Region pointing data
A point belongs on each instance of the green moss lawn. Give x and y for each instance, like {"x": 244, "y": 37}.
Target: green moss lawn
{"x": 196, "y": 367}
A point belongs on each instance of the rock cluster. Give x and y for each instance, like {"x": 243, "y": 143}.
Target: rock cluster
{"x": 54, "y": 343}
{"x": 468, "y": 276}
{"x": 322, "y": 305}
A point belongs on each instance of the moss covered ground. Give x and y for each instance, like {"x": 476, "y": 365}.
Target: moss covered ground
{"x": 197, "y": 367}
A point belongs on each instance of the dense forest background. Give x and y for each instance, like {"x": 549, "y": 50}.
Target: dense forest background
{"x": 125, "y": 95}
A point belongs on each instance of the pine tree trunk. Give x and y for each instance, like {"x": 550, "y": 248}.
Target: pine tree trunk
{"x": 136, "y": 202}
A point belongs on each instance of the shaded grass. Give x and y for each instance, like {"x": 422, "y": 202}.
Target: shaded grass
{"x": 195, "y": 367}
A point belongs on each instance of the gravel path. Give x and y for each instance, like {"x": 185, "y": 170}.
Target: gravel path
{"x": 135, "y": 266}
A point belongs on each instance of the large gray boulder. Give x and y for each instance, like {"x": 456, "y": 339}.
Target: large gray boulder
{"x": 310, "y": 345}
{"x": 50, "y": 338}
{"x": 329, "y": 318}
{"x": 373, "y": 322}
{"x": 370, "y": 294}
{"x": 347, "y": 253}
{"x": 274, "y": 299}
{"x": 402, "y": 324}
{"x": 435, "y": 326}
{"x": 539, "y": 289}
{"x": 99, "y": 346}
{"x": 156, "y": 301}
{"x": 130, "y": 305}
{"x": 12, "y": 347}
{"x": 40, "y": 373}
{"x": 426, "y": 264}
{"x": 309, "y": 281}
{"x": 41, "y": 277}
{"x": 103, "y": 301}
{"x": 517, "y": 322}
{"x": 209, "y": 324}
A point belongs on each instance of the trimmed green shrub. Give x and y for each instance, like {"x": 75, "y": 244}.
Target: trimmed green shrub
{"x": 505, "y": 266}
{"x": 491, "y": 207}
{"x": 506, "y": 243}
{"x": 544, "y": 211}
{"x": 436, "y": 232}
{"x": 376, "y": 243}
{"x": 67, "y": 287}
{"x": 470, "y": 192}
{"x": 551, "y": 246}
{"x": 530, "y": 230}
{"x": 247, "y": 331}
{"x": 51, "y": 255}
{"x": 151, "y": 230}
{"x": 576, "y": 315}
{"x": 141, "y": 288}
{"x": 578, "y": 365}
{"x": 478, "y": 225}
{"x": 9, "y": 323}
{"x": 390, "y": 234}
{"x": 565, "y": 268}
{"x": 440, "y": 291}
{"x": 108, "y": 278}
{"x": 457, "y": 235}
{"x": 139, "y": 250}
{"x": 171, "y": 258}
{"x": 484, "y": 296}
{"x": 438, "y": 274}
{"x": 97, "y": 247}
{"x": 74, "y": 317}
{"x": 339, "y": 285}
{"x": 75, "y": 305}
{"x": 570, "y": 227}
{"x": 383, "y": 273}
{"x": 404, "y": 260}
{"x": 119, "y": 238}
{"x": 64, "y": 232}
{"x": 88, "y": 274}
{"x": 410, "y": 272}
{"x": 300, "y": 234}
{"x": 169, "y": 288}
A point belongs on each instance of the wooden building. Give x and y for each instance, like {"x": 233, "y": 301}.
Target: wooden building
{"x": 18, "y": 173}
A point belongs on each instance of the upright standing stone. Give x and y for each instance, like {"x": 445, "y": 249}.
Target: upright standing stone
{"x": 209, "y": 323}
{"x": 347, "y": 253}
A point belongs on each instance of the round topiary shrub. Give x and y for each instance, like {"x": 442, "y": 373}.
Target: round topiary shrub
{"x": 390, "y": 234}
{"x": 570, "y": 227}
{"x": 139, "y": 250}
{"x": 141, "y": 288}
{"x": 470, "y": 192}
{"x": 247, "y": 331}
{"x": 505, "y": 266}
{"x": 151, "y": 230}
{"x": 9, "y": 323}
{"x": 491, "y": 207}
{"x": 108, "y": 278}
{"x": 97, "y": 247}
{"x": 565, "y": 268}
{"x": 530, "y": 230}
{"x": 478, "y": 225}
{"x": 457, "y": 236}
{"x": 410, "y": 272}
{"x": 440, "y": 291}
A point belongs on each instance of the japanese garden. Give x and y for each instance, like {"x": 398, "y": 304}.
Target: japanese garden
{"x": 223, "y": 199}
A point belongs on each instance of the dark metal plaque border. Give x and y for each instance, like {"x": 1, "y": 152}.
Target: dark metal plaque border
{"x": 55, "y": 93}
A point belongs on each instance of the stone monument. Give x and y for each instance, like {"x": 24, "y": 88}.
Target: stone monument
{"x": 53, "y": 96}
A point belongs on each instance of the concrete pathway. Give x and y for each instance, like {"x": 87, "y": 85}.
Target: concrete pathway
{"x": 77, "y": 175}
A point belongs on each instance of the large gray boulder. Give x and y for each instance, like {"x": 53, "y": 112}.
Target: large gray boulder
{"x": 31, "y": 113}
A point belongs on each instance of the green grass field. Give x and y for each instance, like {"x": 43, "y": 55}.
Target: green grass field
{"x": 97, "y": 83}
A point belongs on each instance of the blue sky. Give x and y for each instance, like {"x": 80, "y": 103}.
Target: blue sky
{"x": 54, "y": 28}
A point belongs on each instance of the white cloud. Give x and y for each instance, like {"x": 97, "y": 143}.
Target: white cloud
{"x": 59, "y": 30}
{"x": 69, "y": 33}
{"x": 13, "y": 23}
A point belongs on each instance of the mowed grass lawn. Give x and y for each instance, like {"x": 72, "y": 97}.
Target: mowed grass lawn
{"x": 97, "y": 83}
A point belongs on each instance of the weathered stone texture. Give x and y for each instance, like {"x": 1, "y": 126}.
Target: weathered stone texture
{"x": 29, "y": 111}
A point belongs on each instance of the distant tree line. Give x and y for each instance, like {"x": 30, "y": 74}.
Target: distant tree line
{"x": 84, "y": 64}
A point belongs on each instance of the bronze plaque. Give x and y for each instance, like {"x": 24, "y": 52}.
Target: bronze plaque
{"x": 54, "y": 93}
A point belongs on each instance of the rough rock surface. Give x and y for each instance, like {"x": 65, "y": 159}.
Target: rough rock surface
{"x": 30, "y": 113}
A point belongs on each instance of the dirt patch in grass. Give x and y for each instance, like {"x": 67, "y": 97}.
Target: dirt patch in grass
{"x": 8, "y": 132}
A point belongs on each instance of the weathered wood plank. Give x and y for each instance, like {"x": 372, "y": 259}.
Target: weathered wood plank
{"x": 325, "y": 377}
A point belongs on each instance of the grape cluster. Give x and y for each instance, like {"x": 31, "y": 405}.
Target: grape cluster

** ASSIGNMENT **
Copy every line of the data where "grape" is found.

** RESPONSE **
A point belongs on each instance of the grape cluster. Give x and y for each instance, like {"x": 31, "y": 405}.
Target: grape cluster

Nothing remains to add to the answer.